Required action: Could you retype every line below exactly, omitting the images?

Given data:

::::::

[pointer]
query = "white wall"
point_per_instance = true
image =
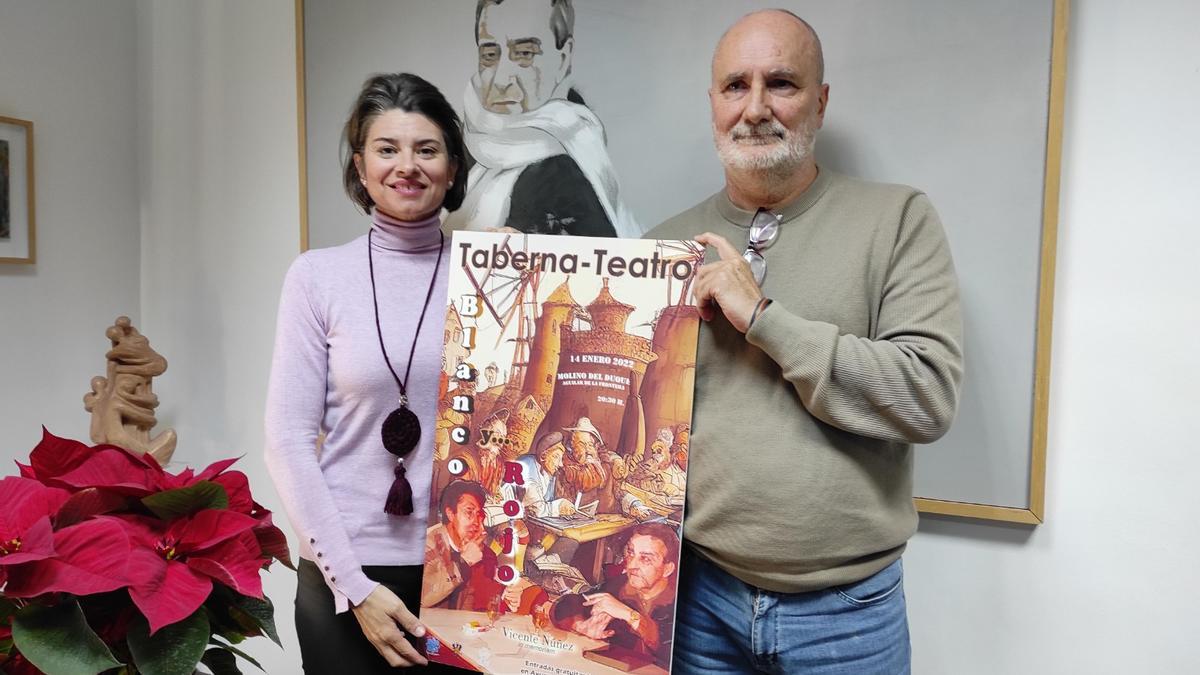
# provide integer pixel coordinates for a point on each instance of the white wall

::::::

Written answer:
[pointer]
query = "white wall"
point_per_instance = true
image =
# provide integer pixel coordinates for a point on each instance of the white wall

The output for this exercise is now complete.